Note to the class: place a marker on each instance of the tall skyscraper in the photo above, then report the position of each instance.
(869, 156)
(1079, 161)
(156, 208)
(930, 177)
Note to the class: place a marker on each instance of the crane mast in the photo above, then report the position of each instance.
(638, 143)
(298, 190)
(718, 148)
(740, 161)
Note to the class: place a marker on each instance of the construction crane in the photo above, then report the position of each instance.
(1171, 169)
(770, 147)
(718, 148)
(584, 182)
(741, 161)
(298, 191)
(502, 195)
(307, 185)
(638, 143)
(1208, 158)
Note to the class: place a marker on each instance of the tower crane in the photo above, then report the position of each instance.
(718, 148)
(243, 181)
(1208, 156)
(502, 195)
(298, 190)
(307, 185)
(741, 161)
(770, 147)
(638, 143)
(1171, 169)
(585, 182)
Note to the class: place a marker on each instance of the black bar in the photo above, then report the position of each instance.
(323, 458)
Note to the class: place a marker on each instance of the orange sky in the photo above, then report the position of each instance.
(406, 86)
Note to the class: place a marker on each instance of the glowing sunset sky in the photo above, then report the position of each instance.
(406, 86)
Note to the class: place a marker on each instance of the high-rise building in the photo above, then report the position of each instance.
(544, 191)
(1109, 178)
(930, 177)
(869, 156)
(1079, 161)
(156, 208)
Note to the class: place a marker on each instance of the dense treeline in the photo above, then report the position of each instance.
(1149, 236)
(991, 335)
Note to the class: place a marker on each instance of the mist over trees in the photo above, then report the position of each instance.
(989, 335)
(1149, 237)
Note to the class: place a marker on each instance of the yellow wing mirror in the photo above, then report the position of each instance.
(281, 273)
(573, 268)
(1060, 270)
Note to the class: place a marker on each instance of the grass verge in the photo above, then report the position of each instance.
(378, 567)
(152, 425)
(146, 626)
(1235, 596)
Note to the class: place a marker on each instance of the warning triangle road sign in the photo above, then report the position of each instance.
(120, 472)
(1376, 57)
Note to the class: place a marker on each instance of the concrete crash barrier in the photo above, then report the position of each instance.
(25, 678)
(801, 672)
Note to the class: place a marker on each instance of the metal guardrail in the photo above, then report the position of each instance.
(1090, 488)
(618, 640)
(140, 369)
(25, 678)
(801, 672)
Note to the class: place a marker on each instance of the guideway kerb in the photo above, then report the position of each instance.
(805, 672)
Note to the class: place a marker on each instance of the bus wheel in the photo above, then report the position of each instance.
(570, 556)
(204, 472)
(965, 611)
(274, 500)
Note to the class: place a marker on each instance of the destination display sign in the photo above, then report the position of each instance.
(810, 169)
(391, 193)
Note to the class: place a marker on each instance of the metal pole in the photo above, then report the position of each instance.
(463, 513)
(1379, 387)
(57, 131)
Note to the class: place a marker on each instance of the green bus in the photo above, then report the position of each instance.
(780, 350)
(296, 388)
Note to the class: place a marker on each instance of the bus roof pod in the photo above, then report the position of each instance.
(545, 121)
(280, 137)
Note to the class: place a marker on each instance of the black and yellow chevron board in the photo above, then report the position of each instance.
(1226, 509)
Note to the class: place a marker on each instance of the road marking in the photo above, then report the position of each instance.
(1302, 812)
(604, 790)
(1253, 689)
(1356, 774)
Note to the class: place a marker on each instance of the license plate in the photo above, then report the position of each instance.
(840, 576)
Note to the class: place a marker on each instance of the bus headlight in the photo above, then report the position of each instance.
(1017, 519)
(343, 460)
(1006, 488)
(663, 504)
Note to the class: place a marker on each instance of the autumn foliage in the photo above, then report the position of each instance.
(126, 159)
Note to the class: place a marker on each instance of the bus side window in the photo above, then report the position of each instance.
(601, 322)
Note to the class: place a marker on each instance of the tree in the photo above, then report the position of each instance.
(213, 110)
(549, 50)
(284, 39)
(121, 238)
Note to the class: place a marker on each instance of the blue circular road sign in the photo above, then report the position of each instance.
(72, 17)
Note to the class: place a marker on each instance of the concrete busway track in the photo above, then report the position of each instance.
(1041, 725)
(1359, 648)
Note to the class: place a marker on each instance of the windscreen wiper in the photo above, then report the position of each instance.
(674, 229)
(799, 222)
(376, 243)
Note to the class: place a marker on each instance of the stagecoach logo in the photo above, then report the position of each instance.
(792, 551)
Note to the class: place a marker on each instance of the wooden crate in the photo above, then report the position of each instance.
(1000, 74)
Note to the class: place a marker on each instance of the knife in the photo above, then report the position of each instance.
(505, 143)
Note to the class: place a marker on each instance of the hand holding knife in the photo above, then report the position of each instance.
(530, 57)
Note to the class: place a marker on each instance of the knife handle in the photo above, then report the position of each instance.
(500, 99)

==========

» Goal: Copy every line of the records above word for word, changing nothing.

» Task output:
Note to the class: place a marker on each instance of the tall skyscraper in the photo above, then report the position of each instance.
(869, 156)
(1079, 161)
(156, 208)
(930, 177)
Note to the class: place a marker on each instance of the crane mast in the photo above, then report the position of each instance.
(638, 143)
(298, 190)
(718, 148)
(740, 161)
Note to the class: place a marker on each instance of the construction crane in the photo above, then report the position of each instance.
(1171, 169)
(770, 147)
(718, 148)
(584, 182)
(741, 161)
(298, 191)
(502, 195)
(307, 185)
(638, 143)
(1208, 158)
Note to the class: place a marker on each instance of the tower crane in the photo above, then report the position of each instance.
(718, 148)
(243, 181)
(1208, 156)
(502, 195)
(298, 190)
(307, 185)
(741, 161)
(770, 147)
(638, 143)
(1171, 169)
(585, 182)
Note to the class: place a marker on each instance of the black bar in the photo above, then report the position of each instance.
(323, 458)
Note to the class: place a marker on each instance of the orange sky in the photo above, then report the position of each instance.
(406, 86)
Note to the class: place a marker on each instance of the glowing sunset sky in the photo above, then report the position of each instance.
(406, 86)
Note to the class: place a marker on each instance of the high-rise building in the photo above, then report the position of each instance.
(544, 191)
(1109, 178)
(930, 177)
(869, 156)
(1079, 161)
(156, 208)
Note to the class: place a marker on each instance of the dense treeline in the photo above, then report the position of each instance.
(1149, 236)
(991, 335)
Note to the class: place a marker on each instance of the mist over trees in the photo above, then report the position of each instance.
(989, 335)
(1149, 237)
Note to the class: place a marker on each instance of the yellow wing mirror in the photo above, then report the position of each instance.
(281, 273)
(573, 268)
(1060, 270)
Note to the class: place a marker on each instance of the grass verge in the photo above, then report the position of each instance.
(378, 567)
(152, 425)
(146, 626)
(1235, 596)
Note to the class: place a marker on each instance of the warning triangle road sign in the photo above, then report the position of each instance.
(120, 472)
(1376, 57)
Note to the class: place a marker on each instance of the concrete crash barrier in the photo above, then report the position of each instance.
(25, 678)
(801, 672)
Note to the class: place a marker on each instance of the metal guardrail in the photo above, then report the position of each instance.
(1090, 488)
(618, 640)
(140, 369)
(25, 678)
(801, 672)
Note to the class: place a marker on each instance of the guideway kerb in the photo above, then report the position of each instance.
(805, 672)
Note to the class: place a marker on each instance of the bus wheel in the photo above, then report the position of each instance.
(570, 556)
(204, 472)
(965, 611)
(274, 500)
Note to the class: place a marker on each instance of the destination display sign in the photo above, then report the position of each instance.
(810, 169)
(391, 193)
Note to the class: place a marker on each instance of the metal pole in the photo above, then report the position of each instance.
(463, 513)
(1379, 387)
(57, 131)
Note to the class: place a marker on each instance of the green bus in the photo above, then report the position of each instance.
(780, 350)
(296, 388)
Note to the class: place a marker on each instance of the bus roof pod in the photo above, then report the position of each instance.
(545, 121)
(280, 137)
Note to the class: place a marker on each instance of the black and yellow chevron board in the photo above, then report the position of each instance.
(1226, 509)
Note to the class: place a marker on each instance of the road marking in the photo above, then report the position of each instance.
(1302, 812)
(604, 790)
(1253, 689)
(1356, 774)
Note to the class: place a marker on each instance of the license plate in the photo above, then report the position of each instance.
(840, 576)
Note to the class: place a marker on each instance of the bus headlight in the photo above, then report the position of each instance.
(1017, 519)
(343, 460)
(1006, 488)
(663, 504)
Note to the class: place a marker on each instance of the autumn foliage in the photo above, then report the position of each instance.
(126, 159)
Note to the class: place a marker on each instance of the bus side window in the photo above, then report the position of each instance.
(601, 322)
Note to the class: place a marker on each instance of the tree in the photo above, then report the position of each instance.
(213, 110)
(549, 50)
(284, 39)
(121, 238)
Note to the class: place a marker on each instance of the blue circular road sign in the photo above, then report the position of each instance.
(72, 17)
Note to the class: place a marker on each instance of the concrete busway track in the photo above, then report the position of each instance.
(1041, 725)
(1359, 648)
Note to the class: place a marker on each instance of the windscreen wiper in the photo above, then report the position of each instance.
(674, 229)
(799, 222)
(376, 243)
Note to the class: place a marker on each instance of the stagecoach logo in the photo above, then report the position of each instance.
(792, 551)
Note to the class: place a marker on each instance of the wooden crate in the photo above, then report the position of each instance.
(1000, 74)
Note to the class: place a marker on each instance of the knife in the photo above, then report the position of each instance.
(505, 143)
Note to the class: place a marker on each instance of the hand holding knife in the photo above, then report the position of each instance.
(530, 57)
Note to the class: place a marker on each instance of the knife handle in the photo above, then report the position of each instance.
(500, 99)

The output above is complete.